● **Exercise objective**
Rewrite every line of the records as a Markdown table, skipping blank lines. Use two columns: Row for the line number and Text for the line itself.

Items stored from a collection:
------------------------------

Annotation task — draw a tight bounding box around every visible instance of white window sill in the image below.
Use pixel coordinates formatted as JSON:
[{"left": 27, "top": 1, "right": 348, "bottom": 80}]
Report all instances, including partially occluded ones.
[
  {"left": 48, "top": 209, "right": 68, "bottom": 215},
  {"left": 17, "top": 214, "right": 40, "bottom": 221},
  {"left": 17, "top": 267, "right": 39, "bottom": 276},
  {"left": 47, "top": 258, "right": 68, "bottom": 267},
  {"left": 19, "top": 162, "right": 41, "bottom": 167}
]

------------------------------

● **Written response**
| Row | Text |
|---|---|
| 1 | Annotation task — draw a tight bounding box around every visible instance of white window sill in the image below. |
| 2 | Use pixel coordinates formatted as JSON: |
| 3 | [{"left": 27, "top": 1, "right": 348, "bottom": 80}] |
| 4 | Report all instances, including partially occluded ones. |
| 5 | [ |
| 6 |   {"left": 48, "top": 209, "right": 68, "bottom": 215}, |
| 7 |   {"left": 17, "top": 214, "right": 40, "bottom": 221}, |
| 8 |   {"left": 17, "top": 267, "right": 39, "bottom": 276}, |
| 9 |   {"left": 47, "top": 258, "right": 68, "bottom": 267}, |
| 10 |   {"left": 19, "top": 162, "right": 41, "bottom": 167} |
| 11 | ] |